* [Reading passage]
▼

Recent social studies of science show that many social scientists suffer from a mistaken belief regarding generalized systems of measurement in which variables are universally measured in a common scale-free metric unit (Bud & Cozzens, 1992; O'Connell, 1993). That mistaken belief is that agreement among scientists concerning the unit size, numeric range, and measurement validity of instruments in their fields somehow happens by itself, as if there were some "natural" property with which some objects of measurement are endowed and others are not.
When it is realized that metrological standards are created, maintained, and enforced via the circulation of reference standard data and instruments by professional societies, the problems of social measurement come into clearer focus. For instance, metrological standards based on classical true-score theory (CTT) and the method of summated ratings would be cumbersome, if not impossible, to implement. Based on this approach, common measurement standards require all users who measure a particular variable to do so with exactly the same collection of items and with complete data across the items for every measure.
The history of psychosocial measurement documents the failure of this approach. Because there are different reasons for measuring, tests with different numbers of items and rating scale points, and with different item phrasings, are required from application to application. Sometimes new instruments are designed simply because the designers do not know that an instrument meeting their needs already exists. The obstacles encountered in attempting to obtain complete data from all respondents are too numerous to list.
There is an alternative. Rasch's probabilistic conjoint measurement models not only tolerate missing data, they can be used to equate different instruments that measure the same variable into a unified measurement system. These facts are well known by readers of RMT. But something important, even crucial, has been lacking in the activities of the Rasch Measurement SIG. We have not overcome the habits of mind characteristic of the true score/summated ratings approach. We continue to expect that Rasch measurement will be adopted as the standard analytical approach for rating scale instrument calibration because of its simplicity, elegance, and parsimony, or because of its effectiveness and efficiency.
We have been lulled into this frame of mind by three factors. The first is a cultural bias that blinds us to the critical role played by technicians and their social organizations in making scientific knowledge (Shapin, 1989; Bud & Cozzens, 1992; O'Connell, 1993). The laboratory work underlying scientific experiment and observation has gone largely undocumented in the history of science. This is because technicians were invisible when the experimental apparatus worked as it should, but it also speaks to issues of social hierarchy and institutional authority. Social scientists have failed to notice how extensively networks of laboratories collaborate in deciding upon and maintaining common units of measurement. This factor will be fundamental in making the Rasch measurement alternative a reality.

▲

* [Instructions]
[a] In the passage on social measurement, what can Rasch's probabilistic conjoint measurement models do besides tolerate missing data?
[b] Pick up the passage on social measurement after its final sentence and carry it forward.

* [Supplied information]
▼

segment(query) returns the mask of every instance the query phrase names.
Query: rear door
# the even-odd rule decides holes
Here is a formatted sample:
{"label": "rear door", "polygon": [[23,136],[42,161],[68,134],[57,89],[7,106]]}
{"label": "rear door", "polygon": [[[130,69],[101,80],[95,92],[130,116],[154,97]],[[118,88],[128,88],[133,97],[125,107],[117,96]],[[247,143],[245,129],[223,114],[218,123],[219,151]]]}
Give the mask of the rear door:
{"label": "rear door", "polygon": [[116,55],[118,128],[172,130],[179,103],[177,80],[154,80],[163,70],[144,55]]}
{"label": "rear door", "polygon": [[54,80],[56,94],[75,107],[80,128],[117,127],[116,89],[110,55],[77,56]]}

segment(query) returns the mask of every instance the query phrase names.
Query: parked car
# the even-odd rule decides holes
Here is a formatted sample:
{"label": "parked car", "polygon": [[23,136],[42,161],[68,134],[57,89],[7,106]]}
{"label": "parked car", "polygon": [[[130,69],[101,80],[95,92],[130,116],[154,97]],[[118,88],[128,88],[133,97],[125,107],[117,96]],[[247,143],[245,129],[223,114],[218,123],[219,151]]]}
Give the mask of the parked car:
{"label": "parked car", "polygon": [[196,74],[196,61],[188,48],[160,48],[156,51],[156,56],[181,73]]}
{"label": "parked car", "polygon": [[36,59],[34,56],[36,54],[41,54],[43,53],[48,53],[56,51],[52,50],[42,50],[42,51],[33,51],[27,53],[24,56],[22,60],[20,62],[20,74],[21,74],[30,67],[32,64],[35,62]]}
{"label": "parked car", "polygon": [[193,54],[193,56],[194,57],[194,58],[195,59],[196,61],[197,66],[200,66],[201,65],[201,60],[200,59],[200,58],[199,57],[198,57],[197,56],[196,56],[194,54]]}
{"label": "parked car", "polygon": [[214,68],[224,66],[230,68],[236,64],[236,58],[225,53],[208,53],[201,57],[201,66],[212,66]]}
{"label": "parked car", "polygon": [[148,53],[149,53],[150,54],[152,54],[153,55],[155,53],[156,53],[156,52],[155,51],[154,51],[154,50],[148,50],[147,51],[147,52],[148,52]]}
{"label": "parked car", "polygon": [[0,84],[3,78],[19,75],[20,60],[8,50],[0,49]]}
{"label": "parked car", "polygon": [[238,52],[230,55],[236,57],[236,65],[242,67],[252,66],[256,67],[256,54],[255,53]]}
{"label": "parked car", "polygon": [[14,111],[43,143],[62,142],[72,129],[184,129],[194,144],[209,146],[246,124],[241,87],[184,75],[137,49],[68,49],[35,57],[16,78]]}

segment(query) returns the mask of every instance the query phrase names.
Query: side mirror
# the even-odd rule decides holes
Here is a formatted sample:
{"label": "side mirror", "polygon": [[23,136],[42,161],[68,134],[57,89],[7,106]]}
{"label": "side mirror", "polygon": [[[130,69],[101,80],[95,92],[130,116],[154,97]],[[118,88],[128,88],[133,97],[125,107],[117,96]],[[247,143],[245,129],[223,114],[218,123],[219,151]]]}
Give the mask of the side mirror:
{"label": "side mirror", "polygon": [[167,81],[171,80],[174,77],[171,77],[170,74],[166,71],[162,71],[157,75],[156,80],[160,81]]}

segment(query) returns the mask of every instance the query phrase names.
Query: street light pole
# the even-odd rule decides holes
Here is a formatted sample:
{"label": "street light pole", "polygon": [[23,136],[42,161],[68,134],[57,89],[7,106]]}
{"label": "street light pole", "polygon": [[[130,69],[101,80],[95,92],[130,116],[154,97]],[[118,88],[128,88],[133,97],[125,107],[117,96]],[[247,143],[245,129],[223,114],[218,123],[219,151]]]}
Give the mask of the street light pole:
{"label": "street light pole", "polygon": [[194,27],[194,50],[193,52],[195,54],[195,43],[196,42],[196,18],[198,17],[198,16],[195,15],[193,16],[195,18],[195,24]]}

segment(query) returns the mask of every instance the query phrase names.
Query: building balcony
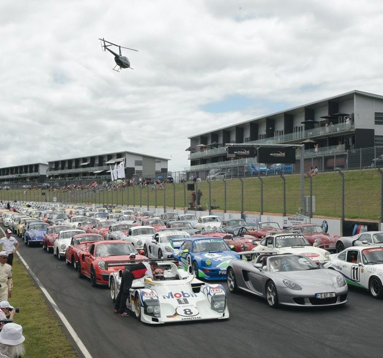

▲

* [Answers]
[a] They can equate different instruments that measure the same variable into a unified measurement system.

[b]
The second factor is the transparency of instruments. Just as the work of technicians is ignored in the historical record, so too are instruments ignored in the act of observation and in the philosophical record. Metric units do not exist in nature, but are cultural constructs often derived from convenient bases of comparison, such as the length of a thumb, hand, arm, or stride. But well-designed and properly functioning instruments give a clear view of the thing of interest, to the point that scientists routinely speak of seeing things that are represented only in the form of images or readings on an instrument (Lynch, 1985; Heelan, 1983a, 1983b; Ackermann, 1985; Hacking, 1983; Ihde, 1991). Philosophers of science, in turn, have ignored the role of instruments in the production of scientific knowledge, speaking as though facts resided in nature, apart from any human devices, when these facts were completely inaccessible and could have no discernable impact on human social, political, or economic life until the relevant technical frameworks for observation were established.
The existence of the third factor depends on the prior existence of the other two. The first two occurred so early in the history of science that we have had a general philosophical and theoretical difficulty in coming to grips with what has been called Galileo's "fateful omission" (Husserl, 1970) of the means by which nature was mathematicized. As is shown by Michell (Michell, 1990), psychology and social science in general have been under the spell of the "quantitative imperative", which considers quantitative measurement the hallmark of science. According to Michell, psychologists have taken the quantitative imperative to mean quantification at any cost, even if measurement is reduced to simply fooling with numbers.
The enhanced understanding and practice of measurement offered by Thurstone, Guttman, Loevinger, Rasch, Luce & Tukey, and others accounts for the historical gaps in the third factor, our understanding of how natural and psychosocial phenomena can be mathematicized. The transparency of well-functioning instruments, the second factor, is well-described by Rasch's separability theorem and his notion of specific objectivity. But these factors, in themselves, appear to be insufficient for changing the measurement behavior of individual psychosocial researchers.
So what else can be done to advance the cause of improved measurement in the psychosocial sciences? The invisibility of the research technicians and their organizations, remains a factor unaccounted for. Rather than wait for unified measurement systems to organize themselves, or for existing organizations of professionals to see and capitalize on the opportunities Rasch measurement offers, it is up to us to form measurement networks in our respective fields, guiding others of like mind towards making the decisions that will make metrological standards a reality in the psychosocial sciences.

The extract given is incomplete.